#### Set task:
Collect every line from the items below that contains the word "dirt".

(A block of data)
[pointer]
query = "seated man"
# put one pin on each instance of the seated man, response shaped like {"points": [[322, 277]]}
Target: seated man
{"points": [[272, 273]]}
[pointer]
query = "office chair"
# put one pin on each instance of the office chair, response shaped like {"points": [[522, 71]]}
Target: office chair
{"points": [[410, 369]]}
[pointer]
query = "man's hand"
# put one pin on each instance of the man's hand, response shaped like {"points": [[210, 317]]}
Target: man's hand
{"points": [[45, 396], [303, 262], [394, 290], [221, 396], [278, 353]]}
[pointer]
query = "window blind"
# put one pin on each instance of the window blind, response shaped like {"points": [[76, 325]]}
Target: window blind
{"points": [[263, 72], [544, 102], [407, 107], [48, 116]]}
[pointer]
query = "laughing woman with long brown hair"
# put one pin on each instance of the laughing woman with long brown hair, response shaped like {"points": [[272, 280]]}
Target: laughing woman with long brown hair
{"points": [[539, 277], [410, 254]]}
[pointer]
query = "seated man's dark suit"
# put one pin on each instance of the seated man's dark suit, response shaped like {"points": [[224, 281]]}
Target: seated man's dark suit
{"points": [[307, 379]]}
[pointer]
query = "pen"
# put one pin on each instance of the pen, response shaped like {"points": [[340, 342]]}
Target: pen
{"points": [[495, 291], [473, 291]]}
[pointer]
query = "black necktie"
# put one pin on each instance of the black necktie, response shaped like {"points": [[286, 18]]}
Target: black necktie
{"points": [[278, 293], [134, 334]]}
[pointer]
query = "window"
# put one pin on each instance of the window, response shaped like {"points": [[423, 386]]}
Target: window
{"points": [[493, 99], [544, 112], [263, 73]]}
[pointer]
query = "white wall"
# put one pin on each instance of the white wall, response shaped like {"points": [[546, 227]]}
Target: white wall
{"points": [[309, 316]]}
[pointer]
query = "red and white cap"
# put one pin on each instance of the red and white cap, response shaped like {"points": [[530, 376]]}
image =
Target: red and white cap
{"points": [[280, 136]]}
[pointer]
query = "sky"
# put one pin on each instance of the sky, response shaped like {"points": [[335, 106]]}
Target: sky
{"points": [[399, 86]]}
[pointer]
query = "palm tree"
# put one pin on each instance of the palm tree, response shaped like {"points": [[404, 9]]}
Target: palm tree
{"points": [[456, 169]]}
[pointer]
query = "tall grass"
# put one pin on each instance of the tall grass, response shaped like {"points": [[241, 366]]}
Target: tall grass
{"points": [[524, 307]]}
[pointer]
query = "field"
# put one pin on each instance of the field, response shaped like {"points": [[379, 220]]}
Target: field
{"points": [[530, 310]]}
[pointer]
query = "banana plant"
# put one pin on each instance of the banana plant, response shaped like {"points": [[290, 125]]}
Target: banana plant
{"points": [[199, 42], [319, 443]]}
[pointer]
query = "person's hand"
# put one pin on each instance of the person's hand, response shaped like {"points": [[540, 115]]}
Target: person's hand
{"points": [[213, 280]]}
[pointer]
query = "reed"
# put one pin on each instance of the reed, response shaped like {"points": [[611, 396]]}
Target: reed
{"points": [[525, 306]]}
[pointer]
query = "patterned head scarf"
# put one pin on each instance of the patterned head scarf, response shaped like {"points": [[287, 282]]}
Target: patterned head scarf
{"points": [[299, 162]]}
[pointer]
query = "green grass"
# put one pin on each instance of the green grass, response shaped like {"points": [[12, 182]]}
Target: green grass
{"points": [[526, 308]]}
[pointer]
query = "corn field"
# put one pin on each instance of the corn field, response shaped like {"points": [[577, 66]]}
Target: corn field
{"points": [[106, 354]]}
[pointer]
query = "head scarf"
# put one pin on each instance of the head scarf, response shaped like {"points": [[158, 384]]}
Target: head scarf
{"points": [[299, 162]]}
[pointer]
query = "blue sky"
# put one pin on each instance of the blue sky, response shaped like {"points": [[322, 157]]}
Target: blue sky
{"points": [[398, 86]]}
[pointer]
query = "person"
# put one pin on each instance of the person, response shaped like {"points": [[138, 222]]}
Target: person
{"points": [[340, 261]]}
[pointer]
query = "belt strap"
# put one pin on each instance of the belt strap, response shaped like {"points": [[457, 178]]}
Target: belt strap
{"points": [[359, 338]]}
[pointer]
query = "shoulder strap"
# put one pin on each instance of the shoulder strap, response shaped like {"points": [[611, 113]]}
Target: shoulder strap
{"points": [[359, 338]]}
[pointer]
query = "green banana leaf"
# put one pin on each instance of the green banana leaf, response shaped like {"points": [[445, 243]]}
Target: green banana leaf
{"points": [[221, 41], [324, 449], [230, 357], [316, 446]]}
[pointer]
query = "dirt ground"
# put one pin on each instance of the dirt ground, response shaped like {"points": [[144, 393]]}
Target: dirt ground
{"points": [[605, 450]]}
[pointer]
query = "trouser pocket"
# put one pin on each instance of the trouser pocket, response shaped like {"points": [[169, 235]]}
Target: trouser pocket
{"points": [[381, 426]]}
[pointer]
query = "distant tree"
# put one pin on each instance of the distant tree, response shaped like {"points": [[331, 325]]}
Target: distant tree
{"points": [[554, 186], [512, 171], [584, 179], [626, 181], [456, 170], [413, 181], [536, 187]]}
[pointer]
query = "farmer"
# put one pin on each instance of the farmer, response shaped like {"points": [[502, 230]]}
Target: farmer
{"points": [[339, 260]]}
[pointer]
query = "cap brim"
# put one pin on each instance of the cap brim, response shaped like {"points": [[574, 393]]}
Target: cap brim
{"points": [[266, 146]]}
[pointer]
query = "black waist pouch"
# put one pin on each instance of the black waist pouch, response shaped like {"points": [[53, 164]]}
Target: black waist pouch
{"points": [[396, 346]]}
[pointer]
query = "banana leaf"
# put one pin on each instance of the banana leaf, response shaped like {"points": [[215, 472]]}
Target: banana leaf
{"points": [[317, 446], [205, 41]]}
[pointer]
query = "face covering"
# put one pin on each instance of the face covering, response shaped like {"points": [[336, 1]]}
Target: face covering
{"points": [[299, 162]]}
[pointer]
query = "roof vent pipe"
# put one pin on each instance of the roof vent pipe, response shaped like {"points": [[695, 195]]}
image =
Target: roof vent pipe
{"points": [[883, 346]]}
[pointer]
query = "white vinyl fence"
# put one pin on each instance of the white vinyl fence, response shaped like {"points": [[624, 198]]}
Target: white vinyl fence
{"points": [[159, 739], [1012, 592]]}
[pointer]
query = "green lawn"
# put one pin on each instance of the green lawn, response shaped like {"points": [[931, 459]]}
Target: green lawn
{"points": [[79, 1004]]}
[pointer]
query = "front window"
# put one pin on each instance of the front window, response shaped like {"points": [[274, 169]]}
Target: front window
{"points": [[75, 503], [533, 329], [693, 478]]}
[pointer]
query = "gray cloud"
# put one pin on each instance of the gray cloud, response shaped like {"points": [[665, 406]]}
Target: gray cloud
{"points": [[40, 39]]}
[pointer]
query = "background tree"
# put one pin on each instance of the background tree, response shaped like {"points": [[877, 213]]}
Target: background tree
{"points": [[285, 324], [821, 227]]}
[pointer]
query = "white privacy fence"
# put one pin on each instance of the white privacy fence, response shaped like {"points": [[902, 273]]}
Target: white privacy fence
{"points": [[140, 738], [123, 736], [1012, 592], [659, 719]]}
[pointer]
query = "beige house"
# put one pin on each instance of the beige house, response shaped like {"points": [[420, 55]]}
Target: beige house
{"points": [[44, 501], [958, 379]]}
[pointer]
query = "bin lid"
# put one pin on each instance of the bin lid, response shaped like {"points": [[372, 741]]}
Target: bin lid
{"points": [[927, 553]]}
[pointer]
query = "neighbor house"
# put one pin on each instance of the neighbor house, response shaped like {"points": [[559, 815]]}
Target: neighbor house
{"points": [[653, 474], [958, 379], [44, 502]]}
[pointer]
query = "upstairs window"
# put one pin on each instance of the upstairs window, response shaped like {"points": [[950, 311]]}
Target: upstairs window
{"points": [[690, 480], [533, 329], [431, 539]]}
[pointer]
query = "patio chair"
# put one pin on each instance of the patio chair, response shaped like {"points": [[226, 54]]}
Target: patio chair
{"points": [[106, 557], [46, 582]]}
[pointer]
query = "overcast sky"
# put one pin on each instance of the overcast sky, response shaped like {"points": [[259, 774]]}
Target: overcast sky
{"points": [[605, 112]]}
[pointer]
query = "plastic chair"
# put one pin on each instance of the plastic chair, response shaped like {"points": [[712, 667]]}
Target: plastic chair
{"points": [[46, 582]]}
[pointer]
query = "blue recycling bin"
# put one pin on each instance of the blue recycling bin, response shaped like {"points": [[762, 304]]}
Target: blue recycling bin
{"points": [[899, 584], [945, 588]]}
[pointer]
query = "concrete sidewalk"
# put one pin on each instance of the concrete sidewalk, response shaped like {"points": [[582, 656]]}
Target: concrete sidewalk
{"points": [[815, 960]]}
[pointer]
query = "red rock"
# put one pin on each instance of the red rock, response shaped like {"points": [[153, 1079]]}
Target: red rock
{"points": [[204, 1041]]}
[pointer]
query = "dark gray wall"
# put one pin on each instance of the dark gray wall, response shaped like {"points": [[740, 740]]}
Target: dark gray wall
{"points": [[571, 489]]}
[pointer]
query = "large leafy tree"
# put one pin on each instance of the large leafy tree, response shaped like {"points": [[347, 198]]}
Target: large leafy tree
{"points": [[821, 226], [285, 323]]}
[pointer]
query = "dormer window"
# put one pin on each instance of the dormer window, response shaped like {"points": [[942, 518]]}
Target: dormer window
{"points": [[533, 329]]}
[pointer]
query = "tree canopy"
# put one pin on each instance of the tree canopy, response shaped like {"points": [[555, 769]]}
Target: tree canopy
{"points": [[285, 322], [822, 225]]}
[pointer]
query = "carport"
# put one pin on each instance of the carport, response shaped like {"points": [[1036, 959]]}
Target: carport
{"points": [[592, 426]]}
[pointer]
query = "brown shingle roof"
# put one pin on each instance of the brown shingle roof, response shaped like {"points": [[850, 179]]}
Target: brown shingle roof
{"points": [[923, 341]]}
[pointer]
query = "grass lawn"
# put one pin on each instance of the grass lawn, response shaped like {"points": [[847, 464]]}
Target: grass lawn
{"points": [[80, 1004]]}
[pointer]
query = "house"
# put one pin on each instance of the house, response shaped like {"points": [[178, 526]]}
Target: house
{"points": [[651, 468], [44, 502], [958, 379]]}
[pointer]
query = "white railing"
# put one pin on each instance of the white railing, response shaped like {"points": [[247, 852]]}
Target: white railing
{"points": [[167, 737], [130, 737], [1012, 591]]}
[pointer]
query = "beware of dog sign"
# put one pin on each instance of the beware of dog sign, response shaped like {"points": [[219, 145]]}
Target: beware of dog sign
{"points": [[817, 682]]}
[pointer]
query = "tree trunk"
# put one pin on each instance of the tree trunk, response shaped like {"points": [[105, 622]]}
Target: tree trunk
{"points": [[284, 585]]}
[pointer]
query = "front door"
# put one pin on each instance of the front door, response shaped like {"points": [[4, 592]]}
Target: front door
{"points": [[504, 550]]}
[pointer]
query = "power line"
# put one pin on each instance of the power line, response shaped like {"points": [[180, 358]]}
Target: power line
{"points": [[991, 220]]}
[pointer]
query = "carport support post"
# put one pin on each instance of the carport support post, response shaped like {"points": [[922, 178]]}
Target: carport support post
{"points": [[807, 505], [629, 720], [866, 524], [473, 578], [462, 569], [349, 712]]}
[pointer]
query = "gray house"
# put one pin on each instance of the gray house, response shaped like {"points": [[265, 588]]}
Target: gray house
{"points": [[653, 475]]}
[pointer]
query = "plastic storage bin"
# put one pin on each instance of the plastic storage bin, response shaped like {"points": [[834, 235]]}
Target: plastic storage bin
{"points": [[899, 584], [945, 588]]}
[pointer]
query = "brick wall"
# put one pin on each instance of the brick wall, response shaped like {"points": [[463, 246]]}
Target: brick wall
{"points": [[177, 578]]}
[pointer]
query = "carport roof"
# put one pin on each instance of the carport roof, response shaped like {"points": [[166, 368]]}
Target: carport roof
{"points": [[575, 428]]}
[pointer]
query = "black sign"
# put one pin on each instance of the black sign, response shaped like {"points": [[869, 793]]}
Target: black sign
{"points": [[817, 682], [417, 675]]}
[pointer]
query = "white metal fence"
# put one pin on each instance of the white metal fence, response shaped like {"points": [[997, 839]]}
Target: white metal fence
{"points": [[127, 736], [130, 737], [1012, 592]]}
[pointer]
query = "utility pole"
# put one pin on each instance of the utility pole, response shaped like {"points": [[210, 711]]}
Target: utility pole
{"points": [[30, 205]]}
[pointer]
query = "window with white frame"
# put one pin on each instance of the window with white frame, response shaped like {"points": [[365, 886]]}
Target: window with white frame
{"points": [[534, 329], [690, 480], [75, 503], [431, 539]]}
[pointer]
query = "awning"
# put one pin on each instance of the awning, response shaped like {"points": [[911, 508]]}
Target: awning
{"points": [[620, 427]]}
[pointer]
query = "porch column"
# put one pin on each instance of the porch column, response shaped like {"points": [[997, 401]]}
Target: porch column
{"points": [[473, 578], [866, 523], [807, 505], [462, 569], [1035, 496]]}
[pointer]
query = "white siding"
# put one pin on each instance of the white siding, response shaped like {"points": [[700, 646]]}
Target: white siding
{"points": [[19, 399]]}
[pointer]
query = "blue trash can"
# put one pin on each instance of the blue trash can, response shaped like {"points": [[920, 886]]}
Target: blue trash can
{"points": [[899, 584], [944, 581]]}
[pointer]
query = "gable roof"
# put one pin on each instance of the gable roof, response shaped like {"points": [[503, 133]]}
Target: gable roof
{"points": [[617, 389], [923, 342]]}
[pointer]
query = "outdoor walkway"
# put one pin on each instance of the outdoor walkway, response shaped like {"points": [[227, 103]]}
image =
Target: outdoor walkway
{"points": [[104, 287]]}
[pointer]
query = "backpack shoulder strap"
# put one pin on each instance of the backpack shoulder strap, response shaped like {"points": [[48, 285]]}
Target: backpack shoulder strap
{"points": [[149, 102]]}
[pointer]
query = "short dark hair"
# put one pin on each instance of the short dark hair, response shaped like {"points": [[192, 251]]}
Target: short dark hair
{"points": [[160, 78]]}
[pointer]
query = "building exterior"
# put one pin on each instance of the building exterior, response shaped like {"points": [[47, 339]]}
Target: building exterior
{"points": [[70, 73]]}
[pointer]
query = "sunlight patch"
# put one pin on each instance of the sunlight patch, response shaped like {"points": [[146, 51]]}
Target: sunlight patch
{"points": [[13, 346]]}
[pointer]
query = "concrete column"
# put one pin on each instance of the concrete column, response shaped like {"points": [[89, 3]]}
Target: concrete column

#### The reply:
query = "dirt ground"
# put one pin on each instance of the dirt ground, response shaped like {"points": [[144, 393]]}
Target: dirt ground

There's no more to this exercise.